*PROBLEM TO WORK ON*:
Copy out exactly the lines from the one containing "the foaming water." through the end of the records, and no pictures.

*Point-per-instance localization data*:
►
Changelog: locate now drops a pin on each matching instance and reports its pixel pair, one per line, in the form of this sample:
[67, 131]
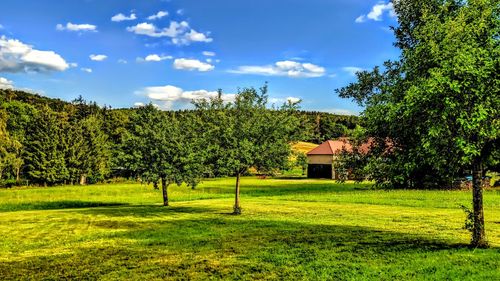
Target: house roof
[332, 147]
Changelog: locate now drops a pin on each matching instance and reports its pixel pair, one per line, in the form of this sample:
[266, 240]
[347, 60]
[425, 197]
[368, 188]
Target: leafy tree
[436, 110]
[160, 149]
[245, 133]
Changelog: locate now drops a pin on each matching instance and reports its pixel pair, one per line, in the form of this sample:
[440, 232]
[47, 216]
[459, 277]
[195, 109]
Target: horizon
[124, 54]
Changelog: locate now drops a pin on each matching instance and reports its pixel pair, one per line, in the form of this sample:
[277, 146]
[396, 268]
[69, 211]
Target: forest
[46, 141]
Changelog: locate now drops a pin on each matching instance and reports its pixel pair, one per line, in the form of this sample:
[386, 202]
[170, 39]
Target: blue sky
[123, 53]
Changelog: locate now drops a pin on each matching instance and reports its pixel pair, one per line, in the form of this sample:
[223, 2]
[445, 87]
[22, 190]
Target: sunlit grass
[290, 229]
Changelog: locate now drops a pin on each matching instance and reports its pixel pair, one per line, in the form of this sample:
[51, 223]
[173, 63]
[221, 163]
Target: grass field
[290, 230]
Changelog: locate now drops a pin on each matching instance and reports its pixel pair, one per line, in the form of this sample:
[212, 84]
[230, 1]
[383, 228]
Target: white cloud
[192, 64]
[284, 68]
[208, 54]
[77, 27]
[179, 32]
[98, 57]
[16, 56]
[6, 84]
[158, 15]
[377, 12]
[283, 100]
[339, 111]
[191, 36]
[155, 57]
[352, 70]
[171, 94]
[121, 17]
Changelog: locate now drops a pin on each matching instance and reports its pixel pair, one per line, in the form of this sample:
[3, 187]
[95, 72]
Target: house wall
[320, 159]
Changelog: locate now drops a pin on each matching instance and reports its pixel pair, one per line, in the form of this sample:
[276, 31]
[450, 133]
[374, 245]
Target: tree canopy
[436, 109]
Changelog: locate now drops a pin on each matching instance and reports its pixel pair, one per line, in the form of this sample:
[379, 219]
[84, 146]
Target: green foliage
[435, 113]
[435, 110]
[292, 230]
[245, 133]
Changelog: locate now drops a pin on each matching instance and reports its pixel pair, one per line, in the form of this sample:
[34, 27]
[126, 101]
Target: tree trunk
[237, 208]
[18, 172]
[83, 179]
[164, 187]
[478, 232]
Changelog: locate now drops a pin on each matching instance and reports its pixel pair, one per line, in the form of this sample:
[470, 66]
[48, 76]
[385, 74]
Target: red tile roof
[332, 147]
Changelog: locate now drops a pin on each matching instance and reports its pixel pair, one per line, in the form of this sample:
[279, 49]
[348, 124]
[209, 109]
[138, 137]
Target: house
[321, 161]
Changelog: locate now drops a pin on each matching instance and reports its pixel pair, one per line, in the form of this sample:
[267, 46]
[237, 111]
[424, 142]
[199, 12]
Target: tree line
[50, 142]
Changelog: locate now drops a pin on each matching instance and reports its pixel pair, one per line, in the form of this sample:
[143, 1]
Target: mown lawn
[290, 230]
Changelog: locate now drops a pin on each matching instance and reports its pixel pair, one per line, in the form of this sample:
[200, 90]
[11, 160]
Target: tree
[245, 133]
[45, 150]
[160, 149]
[437, 108]
[87, 150]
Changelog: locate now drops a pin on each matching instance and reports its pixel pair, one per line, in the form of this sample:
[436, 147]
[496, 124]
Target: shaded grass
[290, 230]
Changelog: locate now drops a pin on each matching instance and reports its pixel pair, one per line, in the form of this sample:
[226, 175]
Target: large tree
[246, 133]
[434, 113]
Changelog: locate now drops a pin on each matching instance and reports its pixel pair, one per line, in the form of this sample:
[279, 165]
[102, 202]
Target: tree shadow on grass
[234, 248]
[54, 205]
[146, 210]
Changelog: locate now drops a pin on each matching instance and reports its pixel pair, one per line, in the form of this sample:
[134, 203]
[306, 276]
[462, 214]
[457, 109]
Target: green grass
[290, 230]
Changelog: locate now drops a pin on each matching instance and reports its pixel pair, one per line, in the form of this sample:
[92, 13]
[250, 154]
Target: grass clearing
[290, 229]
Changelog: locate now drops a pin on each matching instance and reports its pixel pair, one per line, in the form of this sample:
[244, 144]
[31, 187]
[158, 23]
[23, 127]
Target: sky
[125, 53]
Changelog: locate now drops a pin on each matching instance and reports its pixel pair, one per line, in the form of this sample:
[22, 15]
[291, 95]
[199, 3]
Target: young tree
[439, 104]
[245, 133]
[161, 149]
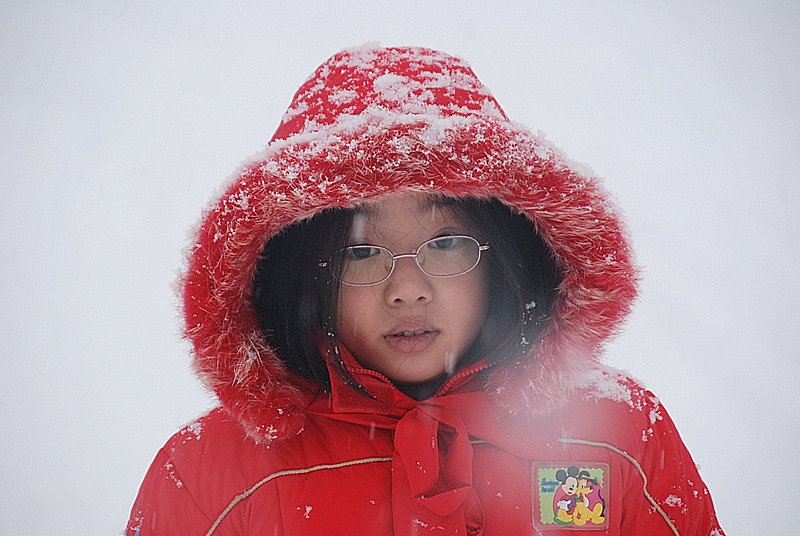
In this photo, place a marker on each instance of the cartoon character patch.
(570, 495)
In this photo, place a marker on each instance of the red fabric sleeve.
(165, 504)
(672, 482)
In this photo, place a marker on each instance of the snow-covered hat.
(372, 121)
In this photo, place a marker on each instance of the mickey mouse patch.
(570, 495)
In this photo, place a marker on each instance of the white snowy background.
(119, 121)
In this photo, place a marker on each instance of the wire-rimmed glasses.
(444, 256)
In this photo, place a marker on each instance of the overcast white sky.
(119, 121)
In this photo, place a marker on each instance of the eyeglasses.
(444, 256)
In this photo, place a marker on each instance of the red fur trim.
(340, 160)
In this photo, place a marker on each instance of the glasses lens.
(365, 265)
(449, 255)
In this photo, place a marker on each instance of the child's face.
(444, 315)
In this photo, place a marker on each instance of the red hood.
(372, 121)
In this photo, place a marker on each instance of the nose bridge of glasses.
(418, 258)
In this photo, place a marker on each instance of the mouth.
(405, 340)
(410, 333)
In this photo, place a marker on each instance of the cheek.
(354, 310)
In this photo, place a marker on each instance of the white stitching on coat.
(242, 496)
(636, 465)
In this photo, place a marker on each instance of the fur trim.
(371, 122)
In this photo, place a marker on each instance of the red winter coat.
(552, 444)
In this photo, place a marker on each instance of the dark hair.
(296, 299)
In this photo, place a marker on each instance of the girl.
(400, 305)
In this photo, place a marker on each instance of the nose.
(408, 285)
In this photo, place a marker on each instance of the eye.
(357, 253)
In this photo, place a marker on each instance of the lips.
(411, 338)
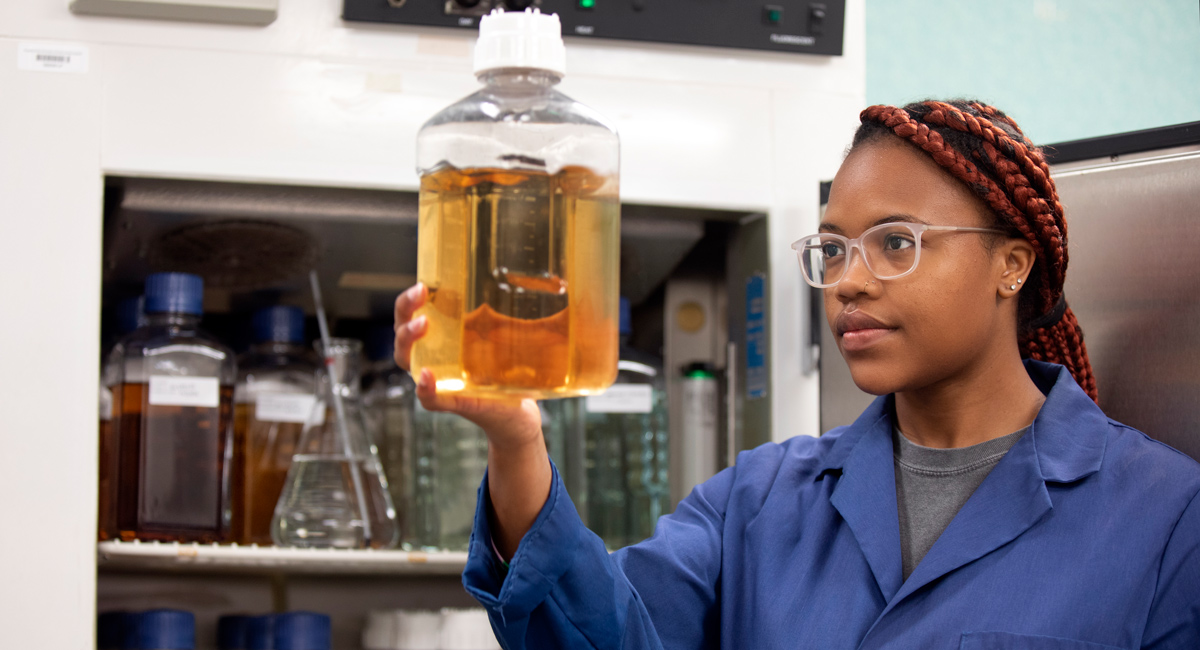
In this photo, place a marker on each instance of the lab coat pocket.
(1007, 641)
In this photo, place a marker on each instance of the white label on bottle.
(53, 58)
(185, 391)
(285, 408)
(623, 398)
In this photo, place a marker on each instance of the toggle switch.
(773, 14)
(816, 19)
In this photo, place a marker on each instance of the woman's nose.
(855, 277)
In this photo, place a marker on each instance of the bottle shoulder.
(172, 350)
(540, 108)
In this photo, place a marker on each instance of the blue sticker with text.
(756, 337)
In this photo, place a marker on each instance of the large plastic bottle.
(174, 404)
(336, 493)
(519, 226)
(275, 396)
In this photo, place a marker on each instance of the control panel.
(799, 26)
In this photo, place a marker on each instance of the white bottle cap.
(528, 38)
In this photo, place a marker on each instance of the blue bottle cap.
(130, 314)
(112, 630)
(166, 630)
(233, 632)
(174, 293)
(261, 632)
(131, 638)
(303, 631)
(381, 342)
(279, 324)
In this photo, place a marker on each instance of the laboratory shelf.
(175, 557)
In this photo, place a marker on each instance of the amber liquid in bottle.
(521, 269)
(173, 475)
(107, 507)
(265, 451)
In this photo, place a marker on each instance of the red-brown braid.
(983, 148)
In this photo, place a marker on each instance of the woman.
(983, 501)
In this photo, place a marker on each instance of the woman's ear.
(1015, 258)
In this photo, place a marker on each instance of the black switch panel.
(799, 26)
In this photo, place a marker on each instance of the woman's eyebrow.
(891, 218)
(900, 218)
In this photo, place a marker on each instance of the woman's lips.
(858, 330)
(861, 339)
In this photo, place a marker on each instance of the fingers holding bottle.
(509, 423)
(409, 329)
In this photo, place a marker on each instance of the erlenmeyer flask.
(336, 493)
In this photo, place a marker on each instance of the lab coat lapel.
(1065, 444)
(865, 495)
(1008, 503)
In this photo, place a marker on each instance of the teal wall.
(1062, 68)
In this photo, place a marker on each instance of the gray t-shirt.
(934, 483)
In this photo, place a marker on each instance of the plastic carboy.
(275, 396)
(390, 398)
(174, 413)
(627, 449)
(336, 493)
(519, 226)
(450, 455)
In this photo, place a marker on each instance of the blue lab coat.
(1085, 536)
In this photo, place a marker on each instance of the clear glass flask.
(336, 493)
(275, 395)
(519, 228)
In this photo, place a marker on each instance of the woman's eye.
(897, 242)
(831, 250)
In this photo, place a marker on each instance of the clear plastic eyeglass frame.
(889, 251)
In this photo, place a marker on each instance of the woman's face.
(943, 319)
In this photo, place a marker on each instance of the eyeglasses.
(891, 251)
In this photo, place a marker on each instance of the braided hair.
(983, 148)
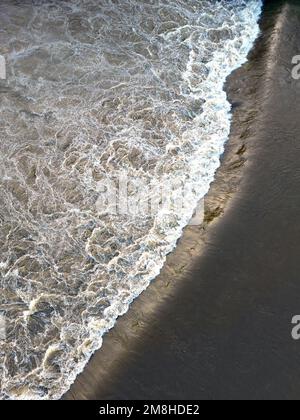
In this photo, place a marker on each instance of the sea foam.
(92, 91)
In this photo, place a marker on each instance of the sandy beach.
(216, 324)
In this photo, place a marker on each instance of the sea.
(101, 99)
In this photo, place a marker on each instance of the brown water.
(93, 91)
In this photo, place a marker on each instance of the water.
(94, 90)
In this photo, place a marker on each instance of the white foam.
(81, 305)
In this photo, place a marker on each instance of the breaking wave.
(94, 90)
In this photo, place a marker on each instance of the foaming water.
(92, 91)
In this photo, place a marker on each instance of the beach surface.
(216, 324)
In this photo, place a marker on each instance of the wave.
(94, 91)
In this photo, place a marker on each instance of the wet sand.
(216, 324)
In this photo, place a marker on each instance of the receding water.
(94, 89)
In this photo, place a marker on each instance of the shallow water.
(94, 91)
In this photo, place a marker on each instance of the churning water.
(93, 89)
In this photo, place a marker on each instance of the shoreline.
(196, 304)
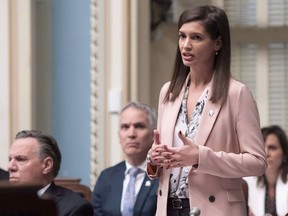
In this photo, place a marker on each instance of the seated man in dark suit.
◄
*SOLUTION FOR THIS EXERCISE*:
In this photo, place a marker on each instance of the foaming water.
(92, 91)
In this photo, place a marker on each instance of the beach surface.
(216, 324)
In this photo, place a marker on each instance of the wave.
(94, 91)
In this photo, place a marker on each instance of the wet sand.
(216, 324)
In this photo, place a marker on each instance of the receding water.
(94, 89)
In this photo, place a marker on each instance of the shallow water.
(94, 91)
In this photo, place a marker on each instance of the churning water.
(93, 89)
In this photo, place a marker on each instance of the shoreline.
(196, 304)
In this photo, place a marker on each instance of the seated man in dark suit.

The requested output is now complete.